Start INPUT DATA
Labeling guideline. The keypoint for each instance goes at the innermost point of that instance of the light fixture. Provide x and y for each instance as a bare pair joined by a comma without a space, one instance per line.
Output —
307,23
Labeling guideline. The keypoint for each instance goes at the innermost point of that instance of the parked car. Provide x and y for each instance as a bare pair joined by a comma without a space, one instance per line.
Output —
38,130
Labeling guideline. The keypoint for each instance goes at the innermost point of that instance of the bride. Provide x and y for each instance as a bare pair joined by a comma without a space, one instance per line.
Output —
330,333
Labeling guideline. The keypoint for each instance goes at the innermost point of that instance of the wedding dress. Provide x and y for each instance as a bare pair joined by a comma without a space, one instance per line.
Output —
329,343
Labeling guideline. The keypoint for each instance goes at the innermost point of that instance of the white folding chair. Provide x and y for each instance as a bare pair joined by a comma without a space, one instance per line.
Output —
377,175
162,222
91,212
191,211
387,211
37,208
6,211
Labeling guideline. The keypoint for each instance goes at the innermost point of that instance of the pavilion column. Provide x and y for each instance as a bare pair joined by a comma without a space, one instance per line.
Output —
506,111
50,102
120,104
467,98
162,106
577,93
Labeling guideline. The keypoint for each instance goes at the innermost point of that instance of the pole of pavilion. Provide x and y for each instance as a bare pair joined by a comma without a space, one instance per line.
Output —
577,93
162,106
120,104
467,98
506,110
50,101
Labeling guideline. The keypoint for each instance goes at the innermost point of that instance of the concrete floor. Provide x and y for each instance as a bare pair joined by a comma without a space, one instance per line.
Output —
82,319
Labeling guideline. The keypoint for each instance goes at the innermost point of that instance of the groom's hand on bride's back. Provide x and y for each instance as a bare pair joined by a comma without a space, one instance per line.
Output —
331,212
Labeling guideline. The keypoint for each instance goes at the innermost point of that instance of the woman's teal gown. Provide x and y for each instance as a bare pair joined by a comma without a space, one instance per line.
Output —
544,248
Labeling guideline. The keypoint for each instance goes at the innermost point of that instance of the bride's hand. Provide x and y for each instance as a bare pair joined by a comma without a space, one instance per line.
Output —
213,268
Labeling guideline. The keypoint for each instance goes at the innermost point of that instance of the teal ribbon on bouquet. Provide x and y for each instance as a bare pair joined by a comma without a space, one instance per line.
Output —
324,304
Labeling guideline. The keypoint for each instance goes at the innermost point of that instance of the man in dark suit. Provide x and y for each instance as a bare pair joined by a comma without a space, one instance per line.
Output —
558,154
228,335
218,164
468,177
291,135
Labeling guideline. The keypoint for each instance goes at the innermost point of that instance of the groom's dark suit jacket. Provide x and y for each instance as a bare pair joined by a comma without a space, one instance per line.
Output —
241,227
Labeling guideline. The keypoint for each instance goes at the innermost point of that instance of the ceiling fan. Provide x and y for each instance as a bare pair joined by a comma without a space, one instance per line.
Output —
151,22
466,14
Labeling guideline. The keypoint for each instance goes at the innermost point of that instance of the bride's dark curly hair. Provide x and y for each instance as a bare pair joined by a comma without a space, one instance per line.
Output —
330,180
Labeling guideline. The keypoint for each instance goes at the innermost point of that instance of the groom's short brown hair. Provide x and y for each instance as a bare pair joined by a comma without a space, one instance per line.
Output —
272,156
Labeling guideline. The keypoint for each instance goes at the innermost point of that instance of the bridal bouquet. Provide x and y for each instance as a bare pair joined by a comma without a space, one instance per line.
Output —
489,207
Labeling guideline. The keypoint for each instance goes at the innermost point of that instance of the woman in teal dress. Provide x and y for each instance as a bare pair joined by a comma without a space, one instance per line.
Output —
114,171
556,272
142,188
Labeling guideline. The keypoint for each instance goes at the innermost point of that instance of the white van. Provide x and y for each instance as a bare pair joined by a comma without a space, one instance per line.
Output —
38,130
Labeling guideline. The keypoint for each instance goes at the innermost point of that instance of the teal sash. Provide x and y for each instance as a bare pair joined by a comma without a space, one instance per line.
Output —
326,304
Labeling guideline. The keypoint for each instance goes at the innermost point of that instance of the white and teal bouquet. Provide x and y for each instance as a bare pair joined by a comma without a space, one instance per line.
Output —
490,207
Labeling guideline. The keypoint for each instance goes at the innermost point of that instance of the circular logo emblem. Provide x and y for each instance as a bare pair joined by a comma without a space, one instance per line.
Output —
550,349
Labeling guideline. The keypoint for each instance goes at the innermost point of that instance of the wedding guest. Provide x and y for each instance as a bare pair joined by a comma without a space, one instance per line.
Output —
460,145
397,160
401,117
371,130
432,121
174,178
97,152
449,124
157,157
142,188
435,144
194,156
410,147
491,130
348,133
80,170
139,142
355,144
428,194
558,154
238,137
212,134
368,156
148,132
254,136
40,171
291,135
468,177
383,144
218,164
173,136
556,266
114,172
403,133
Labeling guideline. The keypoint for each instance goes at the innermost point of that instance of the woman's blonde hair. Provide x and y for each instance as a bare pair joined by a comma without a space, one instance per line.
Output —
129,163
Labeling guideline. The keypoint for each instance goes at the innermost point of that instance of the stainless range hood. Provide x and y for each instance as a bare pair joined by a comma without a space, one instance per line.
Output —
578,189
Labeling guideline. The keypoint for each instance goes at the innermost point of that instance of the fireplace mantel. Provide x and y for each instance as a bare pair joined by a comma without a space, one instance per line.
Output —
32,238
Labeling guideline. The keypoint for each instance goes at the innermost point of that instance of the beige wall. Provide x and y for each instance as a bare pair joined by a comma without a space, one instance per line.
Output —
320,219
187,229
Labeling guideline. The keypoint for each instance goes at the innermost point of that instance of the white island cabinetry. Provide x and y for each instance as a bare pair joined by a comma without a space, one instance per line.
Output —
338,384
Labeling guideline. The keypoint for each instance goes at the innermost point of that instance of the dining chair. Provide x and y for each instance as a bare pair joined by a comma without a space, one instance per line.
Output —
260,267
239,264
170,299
End INPUT DATA
__WHAT YOU WILL DO__
Render the lines of the data as a numbered list, from the line containing "of the beige" through the end of the data, inclusive, leaving out any blank lines.

__WRITTEN SOLUTION__
1. Labeling guideline. The keypoint for each instance goes at the innermost point of that instance of the beige wall. Provide x and y for each instance as a bare pair joined by a comma without a space, one instance per line.
2. Output —
3. 320,219
4. 187,229
5. Labeling guideline. The keypoint for each instance goes at the innermost point of that instance of the white island cabinetry. Provide x and y for each instance as a bare pair joined by a comma without a space, one instance per line.
6. Output —
7. 338,384
8. Labeling guideline. The keypoint for each instance goes at the innermost point of that instance of the dining chair. Provide x and y for each instance as a bare pair joined by a comma without a space, one instance per line.
9. Output —
10. 260,267
11. 239,264
12. 170,299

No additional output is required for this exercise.